== Task set ==
a) Please answer these questions using the outline on the urinary system:
(i) Which four structures make up the urinary system?
(ii) What holds the kidneys in place?
(iii) What two parts make up a nephron?
b) Write the next lines of the outline on the urinary system, picking up after its final entry on the corpuscle.

Introduction (page 820)

The urinary system consists of the kidneys, ureters, urinary bladder, and urethra.

Kidneys (page 820)

1. Location of the kidneys a. The kidneys are bean-shaped organs on either side of the vertebral column, high on the posterior wall of the abdominal cavity.

b. They are positioned posterior to the parietal peritoneum and held in place by adipose and connective tissue.

2. Kidney structure a. A kidney contains a hollow renal sinus.

b. The ureter expands into the renal pelvis, which, in turn, is divided into major and minor calyces.

c. Renal papillae project into the renal sinus.

d. Kidney tissue is divided into a medulla and a cortex.

3. Functions of the kidneys a. The kidneys remove metabolic wastes from the blood and excrete them to the outside.

b. They also help regulate red blood cell production, blood pressure, calcium ion absorption, and the volume, composition, and pH of the blood.

4. Renal blood vessels a. Arterial blood flows through the renal artery, interlobar arteries, arcuate arteries, interlobular arteries, afferent arterioles, glomerular capillaries, efferent arterioles, and peritubular capillaries.

b. Venous blood returns through a series of vessels that correspond to those of the arterial pathways.

5. Nephrons a. Structure of a nephron

(1) A nephron is the functional unit of the kidney.

(2) It consists of a renal corpuscle and a renal tubule.

(a) The corpuscle consists of a glomerulus and a glomerular capsule.

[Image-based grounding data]

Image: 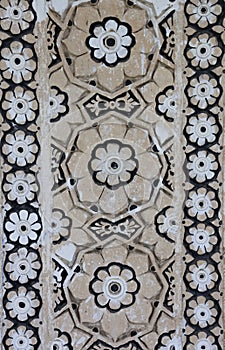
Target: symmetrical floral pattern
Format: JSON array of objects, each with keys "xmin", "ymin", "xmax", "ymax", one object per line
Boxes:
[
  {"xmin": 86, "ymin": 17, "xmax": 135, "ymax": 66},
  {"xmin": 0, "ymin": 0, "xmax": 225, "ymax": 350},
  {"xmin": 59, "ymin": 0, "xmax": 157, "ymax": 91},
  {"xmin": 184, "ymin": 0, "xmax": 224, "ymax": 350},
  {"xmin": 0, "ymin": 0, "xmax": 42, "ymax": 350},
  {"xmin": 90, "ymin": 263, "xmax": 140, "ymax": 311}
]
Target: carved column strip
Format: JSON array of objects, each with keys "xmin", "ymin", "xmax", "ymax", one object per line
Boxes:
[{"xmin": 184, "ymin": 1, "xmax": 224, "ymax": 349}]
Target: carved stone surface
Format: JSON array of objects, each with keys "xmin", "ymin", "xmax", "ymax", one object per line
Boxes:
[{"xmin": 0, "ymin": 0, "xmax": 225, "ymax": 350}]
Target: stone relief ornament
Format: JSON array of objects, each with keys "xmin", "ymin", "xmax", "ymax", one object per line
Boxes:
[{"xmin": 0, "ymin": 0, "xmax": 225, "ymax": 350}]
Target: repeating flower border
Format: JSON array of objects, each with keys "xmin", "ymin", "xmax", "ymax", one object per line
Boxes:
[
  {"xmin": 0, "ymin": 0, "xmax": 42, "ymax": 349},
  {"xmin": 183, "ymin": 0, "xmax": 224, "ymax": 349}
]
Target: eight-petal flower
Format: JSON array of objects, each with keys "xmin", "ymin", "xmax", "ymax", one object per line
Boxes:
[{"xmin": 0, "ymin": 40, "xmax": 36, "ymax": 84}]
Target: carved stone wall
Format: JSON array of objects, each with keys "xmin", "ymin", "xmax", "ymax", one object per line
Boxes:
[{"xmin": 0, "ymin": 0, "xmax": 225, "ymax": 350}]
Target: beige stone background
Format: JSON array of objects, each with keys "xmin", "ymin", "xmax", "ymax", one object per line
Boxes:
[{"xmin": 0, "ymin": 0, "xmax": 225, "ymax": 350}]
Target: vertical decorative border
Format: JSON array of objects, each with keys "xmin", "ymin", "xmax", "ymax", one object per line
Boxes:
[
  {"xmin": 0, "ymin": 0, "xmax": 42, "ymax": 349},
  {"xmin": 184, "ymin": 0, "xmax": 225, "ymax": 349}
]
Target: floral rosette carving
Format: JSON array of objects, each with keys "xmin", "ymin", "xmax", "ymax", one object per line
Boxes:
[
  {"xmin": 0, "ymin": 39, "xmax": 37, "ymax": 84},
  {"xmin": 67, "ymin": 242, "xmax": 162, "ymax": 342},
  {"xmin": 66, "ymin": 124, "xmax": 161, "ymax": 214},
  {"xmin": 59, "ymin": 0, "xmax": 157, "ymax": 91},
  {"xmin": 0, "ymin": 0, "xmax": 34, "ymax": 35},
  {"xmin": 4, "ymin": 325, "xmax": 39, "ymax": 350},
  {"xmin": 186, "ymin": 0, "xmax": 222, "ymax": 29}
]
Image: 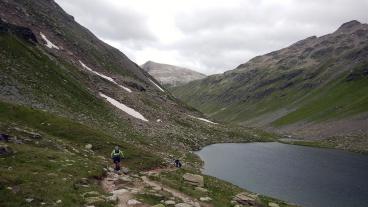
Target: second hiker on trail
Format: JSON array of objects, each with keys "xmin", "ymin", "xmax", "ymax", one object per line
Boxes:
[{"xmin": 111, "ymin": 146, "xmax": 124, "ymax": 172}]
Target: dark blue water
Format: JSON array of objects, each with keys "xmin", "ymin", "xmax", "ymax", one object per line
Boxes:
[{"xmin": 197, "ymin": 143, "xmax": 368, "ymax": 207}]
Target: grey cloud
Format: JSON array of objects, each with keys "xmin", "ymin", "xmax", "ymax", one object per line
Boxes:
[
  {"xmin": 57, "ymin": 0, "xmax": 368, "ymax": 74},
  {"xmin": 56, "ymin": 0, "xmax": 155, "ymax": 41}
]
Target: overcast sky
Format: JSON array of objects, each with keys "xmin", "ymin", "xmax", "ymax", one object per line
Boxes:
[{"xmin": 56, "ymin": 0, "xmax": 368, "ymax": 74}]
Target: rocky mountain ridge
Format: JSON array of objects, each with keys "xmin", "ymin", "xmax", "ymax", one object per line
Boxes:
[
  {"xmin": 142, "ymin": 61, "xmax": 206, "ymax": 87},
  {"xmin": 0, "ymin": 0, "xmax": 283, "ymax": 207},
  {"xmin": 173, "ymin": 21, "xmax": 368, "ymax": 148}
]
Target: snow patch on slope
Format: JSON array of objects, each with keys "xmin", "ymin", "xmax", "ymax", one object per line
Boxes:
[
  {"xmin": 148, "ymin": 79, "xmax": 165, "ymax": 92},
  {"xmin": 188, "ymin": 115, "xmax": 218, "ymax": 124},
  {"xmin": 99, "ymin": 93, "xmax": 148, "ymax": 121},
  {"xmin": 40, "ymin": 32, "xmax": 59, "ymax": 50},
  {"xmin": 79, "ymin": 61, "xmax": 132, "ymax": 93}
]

== Responses in order ==
a)
(i) The kidneys, ureters, urinary bladder, and urethra.
(ii) Adipose and connective tissue.
(iii) A renal corpuscle and a renal tubule.

b)
(b) Portions of the renal tubule include the proximal convoluted tubule, the nephron loop (ascending and descending limbs), and the distal convoluted tubule.

(3) The nephron joins a collecting duct, which empties into the minor calyx of the renal pelvis.

b. Juxtaglomerular apparatus

(1) The juxtaglomerular apparatus is located at the point of contact between the distal convoluted tubule and the afferent and efferent arterioles.

(2) It consists of the macula densa and the juxtaglomerular cells.

c. Cortical and juxtamedullary nephrons

(1) Cortical nephrons are the most numerous and have corpuscles near the surface of the kidney.

(2) Juxtamedullary nephrons have corpuscles near the medulla.

d. Blood supply of a nephron

(1) The glomerular capillary receives blood from the afferent arteriole and passes it to the efferent arteriole.

(2) The efferent arteriole gives rise to the peritubular capillary system, which surrounds the renal tubule.

(3) Capillary loops, called vasa recta, dip down into the medulla.

Urine Formation (page 830)

Nephrons remove wastes from the blood and regulate water and electrolyte concentrations. Urine is the product of these functions.

1. Glomerular filtration a. Urine formation begins when water and dissolved materials are filtered out of the glomerular capillary.

b. The glomerular capillaries are much more permeable than the capillaries in other tissues.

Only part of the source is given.